## To do
A – Copy the Hadoop word count walkthrough from "We’re going to" to "WordCountMapper.java the mapper.".
B – Carry on the Hadoop word count walkthrough from the point where it stops.

HADOOP GYAAN: Apache Hadoop : Wordcount MapReduce Case Study

The Word count example

We’re going to create a simple word count example. Given a text file, one should be able to count all occurrences of each word in it. In general, the program consists of three classes:

WordCountMapper.java the mapper.
WordCountReducer.java the reducer.
WordCount.java the driver. Some configurations (input type, output type, job…) are done here.

WordCountMapper.java

The WordCountMapper.java contains the map() function: it just takes the input file line-by-line (in the value variable). For each line, it emits the key value (word, 1). Where word is a specific word found in that line.For Example

Here is the source code of

WordCountMapper.java:

package hadoopgyaan.mapreduce.wordcount;

import java.io.IOException;

import org.apache.hadoop.io.IntWritable;
import org.apache.hadoop.io.LongWritable;
import org.apache.hadoop.io.Text;
import org.apache.hadoop.mapreduce.Mapper;

public class WordCountMapper 
        extends Mapper<LongWritable, Text, Text, IntWritable>{
    private static final IntWritable one = new IntWritable(1);
    private Text word = new Text();

    @Override
    protected void map(LongWritable key, Text value, Context context)

## Dataset excerpts
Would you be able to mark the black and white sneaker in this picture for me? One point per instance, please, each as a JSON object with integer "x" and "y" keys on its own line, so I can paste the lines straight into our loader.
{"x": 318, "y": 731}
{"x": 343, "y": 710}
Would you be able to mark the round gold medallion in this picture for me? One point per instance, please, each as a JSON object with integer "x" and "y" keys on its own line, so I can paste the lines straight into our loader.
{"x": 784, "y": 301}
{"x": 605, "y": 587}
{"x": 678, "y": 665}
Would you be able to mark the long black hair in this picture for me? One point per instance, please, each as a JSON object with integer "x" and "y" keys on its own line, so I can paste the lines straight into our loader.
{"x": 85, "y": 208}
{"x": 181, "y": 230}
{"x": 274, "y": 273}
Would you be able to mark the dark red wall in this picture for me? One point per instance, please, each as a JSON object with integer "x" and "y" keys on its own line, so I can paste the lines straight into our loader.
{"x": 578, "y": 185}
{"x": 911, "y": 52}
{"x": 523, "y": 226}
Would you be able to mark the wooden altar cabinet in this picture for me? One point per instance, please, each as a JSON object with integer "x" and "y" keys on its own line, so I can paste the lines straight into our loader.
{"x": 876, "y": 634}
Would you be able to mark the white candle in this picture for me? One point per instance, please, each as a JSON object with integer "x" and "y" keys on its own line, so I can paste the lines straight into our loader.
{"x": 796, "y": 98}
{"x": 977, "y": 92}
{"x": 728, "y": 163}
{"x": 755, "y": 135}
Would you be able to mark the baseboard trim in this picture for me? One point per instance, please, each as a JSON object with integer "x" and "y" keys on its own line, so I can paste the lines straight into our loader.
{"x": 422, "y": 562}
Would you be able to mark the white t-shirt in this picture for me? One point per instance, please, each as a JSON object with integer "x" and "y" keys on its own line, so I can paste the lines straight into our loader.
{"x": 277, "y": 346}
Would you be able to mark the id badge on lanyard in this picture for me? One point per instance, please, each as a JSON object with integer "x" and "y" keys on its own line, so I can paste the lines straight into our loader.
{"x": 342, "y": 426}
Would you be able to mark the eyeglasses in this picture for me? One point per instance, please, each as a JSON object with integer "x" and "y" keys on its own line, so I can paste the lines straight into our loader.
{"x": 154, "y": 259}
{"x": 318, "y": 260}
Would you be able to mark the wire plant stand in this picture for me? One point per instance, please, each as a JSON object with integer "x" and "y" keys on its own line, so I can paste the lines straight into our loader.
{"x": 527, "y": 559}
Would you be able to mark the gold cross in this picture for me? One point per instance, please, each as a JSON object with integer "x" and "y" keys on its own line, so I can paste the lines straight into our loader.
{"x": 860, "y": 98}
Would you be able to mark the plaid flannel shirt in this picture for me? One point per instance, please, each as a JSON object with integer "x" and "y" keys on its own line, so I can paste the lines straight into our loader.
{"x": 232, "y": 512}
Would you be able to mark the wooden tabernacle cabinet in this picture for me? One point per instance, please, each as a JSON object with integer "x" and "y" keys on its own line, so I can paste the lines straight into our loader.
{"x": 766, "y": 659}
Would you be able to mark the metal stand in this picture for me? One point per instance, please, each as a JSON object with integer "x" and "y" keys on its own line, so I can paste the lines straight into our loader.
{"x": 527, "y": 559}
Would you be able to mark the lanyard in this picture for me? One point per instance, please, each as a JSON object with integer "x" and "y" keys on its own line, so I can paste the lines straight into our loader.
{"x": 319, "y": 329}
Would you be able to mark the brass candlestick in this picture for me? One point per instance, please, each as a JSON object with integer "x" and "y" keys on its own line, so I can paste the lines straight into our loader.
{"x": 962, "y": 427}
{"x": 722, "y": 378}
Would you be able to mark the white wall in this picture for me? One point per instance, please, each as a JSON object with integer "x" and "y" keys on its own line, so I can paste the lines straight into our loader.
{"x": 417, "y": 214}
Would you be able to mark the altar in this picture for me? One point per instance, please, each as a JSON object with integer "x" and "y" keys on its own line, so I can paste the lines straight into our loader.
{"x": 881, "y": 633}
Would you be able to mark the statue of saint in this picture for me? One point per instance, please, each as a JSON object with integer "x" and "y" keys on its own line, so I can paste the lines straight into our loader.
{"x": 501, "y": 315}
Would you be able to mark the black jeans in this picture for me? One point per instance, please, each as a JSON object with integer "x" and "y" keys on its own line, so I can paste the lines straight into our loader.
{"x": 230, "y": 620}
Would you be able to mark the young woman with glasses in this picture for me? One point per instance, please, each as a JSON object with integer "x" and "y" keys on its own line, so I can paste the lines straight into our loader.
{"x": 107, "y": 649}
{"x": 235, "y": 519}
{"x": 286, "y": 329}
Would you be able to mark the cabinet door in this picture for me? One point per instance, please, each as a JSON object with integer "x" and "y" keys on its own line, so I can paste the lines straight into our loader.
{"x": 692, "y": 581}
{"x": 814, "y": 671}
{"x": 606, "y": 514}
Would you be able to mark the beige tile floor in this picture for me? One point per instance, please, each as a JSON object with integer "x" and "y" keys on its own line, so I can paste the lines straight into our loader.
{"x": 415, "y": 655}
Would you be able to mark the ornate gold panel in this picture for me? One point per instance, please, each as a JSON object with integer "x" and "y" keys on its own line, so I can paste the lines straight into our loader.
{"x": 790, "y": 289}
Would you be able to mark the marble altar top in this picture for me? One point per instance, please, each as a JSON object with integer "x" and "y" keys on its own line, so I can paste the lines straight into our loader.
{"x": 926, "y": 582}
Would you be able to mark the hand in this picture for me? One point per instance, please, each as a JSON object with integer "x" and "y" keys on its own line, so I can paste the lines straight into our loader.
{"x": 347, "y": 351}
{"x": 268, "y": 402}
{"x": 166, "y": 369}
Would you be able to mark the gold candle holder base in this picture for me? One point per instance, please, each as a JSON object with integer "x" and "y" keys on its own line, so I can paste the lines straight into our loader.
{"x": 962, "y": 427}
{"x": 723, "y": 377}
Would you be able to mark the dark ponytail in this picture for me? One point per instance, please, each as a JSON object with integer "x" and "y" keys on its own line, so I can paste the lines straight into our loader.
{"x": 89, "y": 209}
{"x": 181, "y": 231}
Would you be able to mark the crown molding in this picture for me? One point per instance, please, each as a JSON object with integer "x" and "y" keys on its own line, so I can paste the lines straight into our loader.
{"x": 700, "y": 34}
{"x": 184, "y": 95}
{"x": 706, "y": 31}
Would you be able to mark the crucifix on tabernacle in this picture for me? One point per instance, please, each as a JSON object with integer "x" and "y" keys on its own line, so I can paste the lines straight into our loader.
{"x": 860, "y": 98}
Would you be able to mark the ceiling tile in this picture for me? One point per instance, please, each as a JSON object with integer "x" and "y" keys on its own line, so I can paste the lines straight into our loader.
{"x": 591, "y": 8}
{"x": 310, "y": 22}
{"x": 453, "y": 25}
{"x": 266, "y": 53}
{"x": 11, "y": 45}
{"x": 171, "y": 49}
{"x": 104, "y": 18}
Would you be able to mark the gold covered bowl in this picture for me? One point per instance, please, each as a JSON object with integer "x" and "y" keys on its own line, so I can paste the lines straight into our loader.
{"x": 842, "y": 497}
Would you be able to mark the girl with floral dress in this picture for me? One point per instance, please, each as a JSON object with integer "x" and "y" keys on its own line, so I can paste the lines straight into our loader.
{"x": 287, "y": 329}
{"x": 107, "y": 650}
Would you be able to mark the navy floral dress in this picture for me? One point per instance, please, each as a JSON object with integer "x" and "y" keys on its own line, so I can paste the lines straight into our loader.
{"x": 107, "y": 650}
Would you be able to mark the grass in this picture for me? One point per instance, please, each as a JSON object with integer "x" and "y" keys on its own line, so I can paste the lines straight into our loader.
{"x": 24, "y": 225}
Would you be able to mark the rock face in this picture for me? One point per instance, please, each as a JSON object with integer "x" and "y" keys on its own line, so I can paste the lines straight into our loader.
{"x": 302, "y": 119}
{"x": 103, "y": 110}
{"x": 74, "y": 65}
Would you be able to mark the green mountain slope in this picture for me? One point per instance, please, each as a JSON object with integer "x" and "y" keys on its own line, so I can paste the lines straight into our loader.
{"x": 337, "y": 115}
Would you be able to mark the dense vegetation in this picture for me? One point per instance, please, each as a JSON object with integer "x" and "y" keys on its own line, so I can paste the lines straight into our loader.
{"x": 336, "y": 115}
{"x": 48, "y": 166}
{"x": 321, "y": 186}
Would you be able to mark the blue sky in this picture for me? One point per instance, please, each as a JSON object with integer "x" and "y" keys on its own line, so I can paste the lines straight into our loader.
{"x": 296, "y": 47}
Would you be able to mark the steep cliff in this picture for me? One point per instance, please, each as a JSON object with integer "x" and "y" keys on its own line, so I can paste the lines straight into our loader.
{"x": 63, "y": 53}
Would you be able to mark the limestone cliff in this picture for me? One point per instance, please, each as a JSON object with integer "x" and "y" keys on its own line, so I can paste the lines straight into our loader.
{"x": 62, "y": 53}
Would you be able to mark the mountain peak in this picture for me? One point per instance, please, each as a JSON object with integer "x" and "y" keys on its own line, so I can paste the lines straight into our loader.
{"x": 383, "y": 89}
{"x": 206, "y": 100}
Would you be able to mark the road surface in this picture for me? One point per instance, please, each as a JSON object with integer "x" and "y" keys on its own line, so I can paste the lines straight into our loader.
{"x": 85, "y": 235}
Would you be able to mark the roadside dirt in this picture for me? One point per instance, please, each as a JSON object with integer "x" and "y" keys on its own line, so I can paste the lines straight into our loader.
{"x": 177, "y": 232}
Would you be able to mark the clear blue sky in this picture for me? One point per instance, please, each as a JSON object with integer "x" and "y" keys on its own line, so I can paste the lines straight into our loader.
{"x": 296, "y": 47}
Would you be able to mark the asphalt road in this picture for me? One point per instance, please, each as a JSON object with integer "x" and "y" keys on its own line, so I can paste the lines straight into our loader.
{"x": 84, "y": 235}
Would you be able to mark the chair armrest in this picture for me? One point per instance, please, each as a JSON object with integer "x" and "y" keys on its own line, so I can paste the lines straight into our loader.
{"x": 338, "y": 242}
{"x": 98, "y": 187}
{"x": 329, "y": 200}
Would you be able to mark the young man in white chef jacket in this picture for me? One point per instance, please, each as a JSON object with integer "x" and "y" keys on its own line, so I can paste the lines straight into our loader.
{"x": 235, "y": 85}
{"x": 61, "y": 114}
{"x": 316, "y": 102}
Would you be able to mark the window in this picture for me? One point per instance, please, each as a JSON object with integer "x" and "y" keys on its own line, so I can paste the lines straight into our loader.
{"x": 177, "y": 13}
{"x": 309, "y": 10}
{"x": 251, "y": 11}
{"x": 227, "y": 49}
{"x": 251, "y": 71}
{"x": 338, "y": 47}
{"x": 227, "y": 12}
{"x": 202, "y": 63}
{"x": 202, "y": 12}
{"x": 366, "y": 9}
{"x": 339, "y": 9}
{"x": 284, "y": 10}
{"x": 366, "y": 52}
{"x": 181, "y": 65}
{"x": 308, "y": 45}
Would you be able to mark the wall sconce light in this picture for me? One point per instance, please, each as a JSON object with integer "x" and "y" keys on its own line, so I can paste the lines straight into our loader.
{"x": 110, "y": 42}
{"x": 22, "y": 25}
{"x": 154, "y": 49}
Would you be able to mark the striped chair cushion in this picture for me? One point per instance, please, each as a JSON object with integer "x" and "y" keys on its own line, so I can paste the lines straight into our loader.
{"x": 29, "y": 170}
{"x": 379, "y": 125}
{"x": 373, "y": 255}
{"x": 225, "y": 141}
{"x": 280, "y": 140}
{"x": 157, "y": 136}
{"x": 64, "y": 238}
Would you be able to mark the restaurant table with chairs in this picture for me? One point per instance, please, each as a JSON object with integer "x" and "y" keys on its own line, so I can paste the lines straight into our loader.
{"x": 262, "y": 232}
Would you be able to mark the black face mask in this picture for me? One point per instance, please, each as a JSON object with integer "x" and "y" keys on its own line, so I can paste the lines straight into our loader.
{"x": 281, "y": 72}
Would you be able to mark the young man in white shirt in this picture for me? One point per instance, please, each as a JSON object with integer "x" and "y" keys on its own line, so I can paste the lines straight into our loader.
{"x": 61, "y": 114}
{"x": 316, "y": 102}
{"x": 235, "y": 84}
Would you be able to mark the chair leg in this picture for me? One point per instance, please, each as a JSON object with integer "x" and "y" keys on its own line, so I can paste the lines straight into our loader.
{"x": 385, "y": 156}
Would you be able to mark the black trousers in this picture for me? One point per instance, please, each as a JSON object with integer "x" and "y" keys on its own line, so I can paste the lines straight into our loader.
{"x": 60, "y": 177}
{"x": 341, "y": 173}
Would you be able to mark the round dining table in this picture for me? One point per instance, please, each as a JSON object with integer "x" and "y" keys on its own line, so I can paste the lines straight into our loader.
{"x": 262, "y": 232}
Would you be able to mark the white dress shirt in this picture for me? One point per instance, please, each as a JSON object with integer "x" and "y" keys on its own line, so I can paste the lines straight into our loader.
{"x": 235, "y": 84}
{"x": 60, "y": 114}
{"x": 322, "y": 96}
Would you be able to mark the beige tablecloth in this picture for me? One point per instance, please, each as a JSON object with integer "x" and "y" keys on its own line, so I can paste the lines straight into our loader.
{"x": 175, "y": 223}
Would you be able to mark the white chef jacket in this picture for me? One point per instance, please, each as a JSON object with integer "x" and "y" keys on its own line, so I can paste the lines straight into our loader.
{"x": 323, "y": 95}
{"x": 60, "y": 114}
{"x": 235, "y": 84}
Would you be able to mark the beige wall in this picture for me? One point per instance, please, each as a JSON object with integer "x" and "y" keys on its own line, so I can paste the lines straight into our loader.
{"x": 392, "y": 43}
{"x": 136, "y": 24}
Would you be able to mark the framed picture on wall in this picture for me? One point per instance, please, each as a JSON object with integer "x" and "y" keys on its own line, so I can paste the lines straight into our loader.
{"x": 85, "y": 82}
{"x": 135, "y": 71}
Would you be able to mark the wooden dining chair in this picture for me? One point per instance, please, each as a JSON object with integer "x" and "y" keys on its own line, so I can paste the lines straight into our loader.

## Per-task answers
A –
We’re going to create a simple word count example. Given a text file, one should be able to count all occurrences of each word in it. In general, the program consists of three classes:

WordCountMapper.java the mapper.

B –
            throws IOException, InterruptedException {
        String line = value.toString();
        String[] words = line.split("");
        for (String w : words) {
            word.set(w);
            context.write(word, one);
        }
    }

}

WordCountReducer.java

The reduce() function in WordCountReducer is even simpler. All we have to do is to loop over values of the same key and sum it up. The source code is straightforward and self-explained:

package hadoopgyaan.mapreduce.wordcount;

import java.io.IOException;
import java.util.Iterator;

import org.apache.hadoop.io.IntWritable;
import org.apache.hadoop.io.Text;
import org.apache.hadoop.mapreduce.Reducer;

public class WordCountReducer 
        extends Reducer<Text, IntWritable, Text, IntWritable>{

    @Override
    protected void reduce(Text key, Iterable<IntWritable> values, 
            Context context)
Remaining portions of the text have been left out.